Dataset rows on where objects appear
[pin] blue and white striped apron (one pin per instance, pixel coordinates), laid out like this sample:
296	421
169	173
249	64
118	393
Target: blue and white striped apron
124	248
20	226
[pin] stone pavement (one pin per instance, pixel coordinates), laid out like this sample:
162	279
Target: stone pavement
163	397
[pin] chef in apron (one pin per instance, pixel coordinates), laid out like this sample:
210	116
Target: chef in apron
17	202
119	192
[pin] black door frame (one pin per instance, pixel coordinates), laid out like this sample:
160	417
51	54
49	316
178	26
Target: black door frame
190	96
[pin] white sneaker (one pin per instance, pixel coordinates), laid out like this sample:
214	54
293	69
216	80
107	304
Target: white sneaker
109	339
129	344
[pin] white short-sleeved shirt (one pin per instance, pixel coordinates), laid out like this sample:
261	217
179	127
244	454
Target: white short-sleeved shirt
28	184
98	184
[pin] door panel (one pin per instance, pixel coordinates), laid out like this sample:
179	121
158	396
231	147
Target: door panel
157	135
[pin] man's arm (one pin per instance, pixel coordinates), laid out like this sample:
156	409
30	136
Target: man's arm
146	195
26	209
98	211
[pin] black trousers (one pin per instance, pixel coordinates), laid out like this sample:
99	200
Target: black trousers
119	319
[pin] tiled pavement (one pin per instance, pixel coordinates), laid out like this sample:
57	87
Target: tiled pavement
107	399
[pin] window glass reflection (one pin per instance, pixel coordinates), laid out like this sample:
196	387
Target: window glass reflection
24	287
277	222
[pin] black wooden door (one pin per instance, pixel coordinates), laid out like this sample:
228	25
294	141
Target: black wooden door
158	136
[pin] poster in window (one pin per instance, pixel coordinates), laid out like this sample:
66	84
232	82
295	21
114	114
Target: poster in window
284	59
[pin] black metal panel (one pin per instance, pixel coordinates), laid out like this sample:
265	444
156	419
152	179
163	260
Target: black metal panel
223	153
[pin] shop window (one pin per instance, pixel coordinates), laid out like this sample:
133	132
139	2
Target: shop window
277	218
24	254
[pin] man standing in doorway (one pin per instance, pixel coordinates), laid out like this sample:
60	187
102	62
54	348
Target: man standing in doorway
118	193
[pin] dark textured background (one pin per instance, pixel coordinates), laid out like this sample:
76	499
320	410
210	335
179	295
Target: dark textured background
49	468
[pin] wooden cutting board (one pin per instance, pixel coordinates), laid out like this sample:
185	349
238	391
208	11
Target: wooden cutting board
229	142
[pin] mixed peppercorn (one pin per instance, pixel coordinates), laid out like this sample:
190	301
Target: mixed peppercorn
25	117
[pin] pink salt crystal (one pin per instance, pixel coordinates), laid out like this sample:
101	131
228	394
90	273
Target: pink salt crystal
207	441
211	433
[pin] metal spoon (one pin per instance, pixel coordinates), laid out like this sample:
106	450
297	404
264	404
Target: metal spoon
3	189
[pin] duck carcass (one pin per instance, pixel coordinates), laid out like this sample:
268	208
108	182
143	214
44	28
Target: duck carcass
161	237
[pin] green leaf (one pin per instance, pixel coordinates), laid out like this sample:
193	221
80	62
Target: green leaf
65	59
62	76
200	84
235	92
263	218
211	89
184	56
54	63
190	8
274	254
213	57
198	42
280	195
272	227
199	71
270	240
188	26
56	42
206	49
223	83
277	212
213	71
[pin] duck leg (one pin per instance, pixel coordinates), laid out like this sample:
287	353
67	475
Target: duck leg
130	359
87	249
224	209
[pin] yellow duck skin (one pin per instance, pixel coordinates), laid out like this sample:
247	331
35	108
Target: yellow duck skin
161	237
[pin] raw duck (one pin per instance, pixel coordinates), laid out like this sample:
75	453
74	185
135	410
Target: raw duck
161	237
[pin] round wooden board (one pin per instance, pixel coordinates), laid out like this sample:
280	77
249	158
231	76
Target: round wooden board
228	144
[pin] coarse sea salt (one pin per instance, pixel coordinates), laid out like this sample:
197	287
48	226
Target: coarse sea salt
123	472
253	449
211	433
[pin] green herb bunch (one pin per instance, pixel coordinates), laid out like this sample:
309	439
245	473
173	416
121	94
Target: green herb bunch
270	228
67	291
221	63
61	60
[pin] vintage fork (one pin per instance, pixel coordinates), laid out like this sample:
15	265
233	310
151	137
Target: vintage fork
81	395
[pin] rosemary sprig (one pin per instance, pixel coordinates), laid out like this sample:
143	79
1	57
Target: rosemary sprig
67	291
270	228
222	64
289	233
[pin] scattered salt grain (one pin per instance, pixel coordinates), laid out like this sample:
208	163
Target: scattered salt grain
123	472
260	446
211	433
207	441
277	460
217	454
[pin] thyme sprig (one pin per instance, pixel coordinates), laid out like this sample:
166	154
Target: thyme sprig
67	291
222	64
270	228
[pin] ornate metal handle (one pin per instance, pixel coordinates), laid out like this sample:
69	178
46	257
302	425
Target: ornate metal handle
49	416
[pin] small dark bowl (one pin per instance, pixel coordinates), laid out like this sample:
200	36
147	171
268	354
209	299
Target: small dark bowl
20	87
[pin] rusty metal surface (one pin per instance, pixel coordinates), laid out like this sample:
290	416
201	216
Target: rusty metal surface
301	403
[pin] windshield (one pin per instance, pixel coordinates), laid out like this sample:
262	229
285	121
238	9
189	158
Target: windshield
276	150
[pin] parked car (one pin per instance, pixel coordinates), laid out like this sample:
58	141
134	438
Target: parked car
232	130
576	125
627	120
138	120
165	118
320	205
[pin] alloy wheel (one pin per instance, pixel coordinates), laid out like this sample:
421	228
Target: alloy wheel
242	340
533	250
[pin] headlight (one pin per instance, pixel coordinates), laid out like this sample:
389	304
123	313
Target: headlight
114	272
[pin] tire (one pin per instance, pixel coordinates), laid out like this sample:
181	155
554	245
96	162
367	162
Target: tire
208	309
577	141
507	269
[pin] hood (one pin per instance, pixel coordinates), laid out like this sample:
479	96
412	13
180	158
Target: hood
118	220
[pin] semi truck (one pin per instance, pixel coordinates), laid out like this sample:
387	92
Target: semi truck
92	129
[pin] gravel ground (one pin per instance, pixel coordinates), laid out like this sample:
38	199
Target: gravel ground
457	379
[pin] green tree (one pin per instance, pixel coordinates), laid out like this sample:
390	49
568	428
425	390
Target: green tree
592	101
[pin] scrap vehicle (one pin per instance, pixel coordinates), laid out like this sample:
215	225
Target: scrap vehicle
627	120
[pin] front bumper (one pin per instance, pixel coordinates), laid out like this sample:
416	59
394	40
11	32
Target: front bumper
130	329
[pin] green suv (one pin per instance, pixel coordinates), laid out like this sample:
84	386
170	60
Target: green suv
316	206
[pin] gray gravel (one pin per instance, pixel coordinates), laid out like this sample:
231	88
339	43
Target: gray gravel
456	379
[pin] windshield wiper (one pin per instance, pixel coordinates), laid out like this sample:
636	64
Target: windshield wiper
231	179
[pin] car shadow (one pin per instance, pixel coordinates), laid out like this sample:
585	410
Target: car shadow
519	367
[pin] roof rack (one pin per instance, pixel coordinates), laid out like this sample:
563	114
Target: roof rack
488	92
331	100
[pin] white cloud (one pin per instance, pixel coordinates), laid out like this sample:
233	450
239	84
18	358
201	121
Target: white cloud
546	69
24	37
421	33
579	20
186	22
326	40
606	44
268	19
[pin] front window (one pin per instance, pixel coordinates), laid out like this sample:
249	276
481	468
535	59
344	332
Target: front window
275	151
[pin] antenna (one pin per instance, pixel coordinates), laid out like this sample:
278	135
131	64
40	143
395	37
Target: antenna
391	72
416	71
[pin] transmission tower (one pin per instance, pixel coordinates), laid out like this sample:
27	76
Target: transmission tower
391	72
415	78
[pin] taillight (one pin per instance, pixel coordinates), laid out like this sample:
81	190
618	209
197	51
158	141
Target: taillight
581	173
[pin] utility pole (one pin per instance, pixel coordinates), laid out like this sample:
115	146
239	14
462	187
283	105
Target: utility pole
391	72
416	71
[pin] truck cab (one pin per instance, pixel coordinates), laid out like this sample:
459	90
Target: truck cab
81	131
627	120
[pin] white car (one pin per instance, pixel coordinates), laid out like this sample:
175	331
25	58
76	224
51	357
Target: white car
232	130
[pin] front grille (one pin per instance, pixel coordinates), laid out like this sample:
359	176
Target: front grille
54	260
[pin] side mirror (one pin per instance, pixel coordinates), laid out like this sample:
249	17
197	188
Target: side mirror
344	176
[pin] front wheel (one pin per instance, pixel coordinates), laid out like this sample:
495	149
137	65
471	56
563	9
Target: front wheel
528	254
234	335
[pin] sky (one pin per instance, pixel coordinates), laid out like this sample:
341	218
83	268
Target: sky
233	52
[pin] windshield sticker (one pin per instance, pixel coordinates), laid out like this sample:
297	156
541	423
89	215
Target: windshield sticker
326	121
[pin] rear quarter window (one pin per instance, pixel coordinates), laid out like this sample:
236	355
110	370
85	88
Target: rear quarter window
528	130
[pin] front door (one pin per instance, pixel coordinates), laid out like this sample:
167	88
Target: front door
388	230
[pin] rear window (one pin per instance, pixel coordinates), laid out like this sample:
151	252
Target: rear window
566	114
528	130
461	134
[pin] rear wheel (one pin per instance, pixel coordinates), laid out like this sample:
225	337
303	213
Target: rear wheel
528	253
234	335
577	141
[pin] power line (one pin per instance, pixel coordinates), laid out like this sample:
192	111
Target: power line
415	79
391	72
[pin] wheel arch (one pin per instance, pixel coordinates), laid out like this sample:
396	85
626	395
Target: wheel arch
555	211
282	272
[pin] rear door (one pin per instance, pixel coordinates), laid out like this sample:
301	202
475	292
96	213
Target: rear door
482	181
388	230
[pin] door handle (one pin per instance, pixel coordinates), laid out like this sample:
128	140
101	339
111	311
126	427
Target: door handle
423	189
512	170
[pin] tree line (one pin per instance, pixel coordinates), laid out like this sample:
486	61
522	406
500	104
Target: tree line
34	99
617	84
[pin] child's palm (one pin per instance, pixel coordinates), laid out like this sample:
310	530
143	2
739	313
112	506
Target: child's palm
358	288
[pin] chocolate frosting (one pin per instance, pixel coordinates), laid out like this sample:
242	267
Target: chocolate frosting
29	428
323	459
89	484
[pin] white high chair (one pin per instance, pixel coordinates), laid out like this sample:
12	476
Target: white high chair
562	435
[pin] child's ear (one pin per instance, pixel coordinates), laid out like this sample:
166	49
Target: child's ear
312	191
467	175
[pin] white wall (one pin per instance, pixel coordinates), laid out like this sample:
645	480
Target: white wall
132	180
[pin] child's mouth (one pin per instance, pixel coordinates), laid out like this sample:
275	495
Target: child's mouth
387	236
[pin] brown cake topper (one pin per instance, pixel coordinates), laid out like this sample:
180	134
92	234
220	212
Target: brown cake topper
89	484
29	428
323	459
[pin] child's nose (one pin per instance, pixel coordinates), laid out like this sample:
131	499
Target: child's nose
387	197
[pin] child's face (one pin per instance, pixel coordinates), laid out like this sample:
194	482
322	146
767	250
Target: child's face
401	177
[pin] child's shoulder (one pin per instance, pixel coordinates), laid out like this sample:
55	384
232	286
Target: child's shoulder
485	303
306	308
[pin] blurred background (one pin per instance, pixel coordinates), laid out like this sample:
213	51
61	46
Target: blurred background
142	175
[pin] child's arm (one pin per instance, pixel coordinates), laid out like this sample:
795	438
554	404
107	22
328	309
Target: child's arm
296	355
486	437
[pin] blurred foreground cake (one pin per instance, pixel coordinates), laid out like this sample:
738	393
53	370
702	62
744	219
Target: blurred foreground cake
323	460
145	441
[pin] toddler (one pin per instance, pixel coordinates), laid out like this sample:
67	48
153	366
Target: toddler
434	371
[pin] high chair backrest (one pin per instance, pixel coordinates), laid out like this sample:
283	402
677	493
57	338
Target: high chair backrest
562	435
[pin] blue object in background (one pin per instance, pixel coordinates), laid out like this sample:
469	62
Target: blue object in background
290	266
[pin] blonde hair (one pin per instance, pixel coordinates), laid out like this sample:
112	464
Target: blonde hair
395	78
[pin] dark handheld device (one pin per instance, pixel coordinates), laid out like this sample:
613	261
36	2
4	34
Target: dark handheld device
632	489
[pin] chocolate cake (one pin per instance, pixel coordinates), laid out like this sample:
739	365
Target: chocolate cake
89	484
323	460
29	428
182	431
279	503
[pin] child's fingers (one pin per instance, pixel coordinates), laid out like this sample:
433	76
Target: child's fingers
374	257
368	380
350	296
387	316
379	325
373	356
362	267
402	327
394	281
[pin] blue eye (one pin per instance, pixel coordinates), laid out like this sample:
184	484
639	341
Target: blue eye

#### [Stated problem]
Write out exactly the lines from the line holding "[pin] blurred background" through the last line of the data, and nothing besides those lines.

#### [Complete answer]
[pin] blurred background (one pin per instance, pixel coordinates), laid out like this sample:
213	51
61	46
Target: blurred background
142	175
[pin] child's arm (one pin per instance, pixel coordinates), laid out like this sample:
795	438
554	404
107	22
328	309
Target: child's arm
296	355
486	437
[pin] blurred foreground cake (one pin per instance, pixel coordinates), laid out like this sample:
738	393
53	370
702	62
744	219
Target: blurred foreground cake
323	460
145	441
[pin] toddler (one pin per instance, pixel coordinates), laid out like this sample:
67	48
153	366
Target: toddler
434	371
[pin] high chair backrest (one pin per instance, pixel coordinates), laid out like this sample:
283	402
677	493
57	338
Target: high chair backrest
562	435
[pin] blue object in background (one pin per instance, pixel coordinates), laid out like this sample:
469	62
Target: blue object in background
290	266
[pin] blonde hair (one pin per instance, pixel coordinates), laid out like this sample:
112	464
Target: blonde hair
395	78
[pin] dark handheld device (one pin per instance, pixel coordinates), laid out like this sample:
613	261
36	2
4	34
Target: dark handheld device
632	489
[pin] chocolate cake (one pin per instance, pixel coordinates), laid out like this sample:
739	365
Target: chocolate cake
89	484
323	460
29	428
182	431
279	503
[pin] child's fingers (one pin per instance, pixel coordinates), laid out like this sample:
433	76
Target: child's fingers
374	257
368	380
350	296
387	316
379	325
373	356
362	267
402	327
394	281
[pin] blue eye (one pin per instance, pixel coordinates), laid out like this sample:
184	484
639	341
Target: blue eye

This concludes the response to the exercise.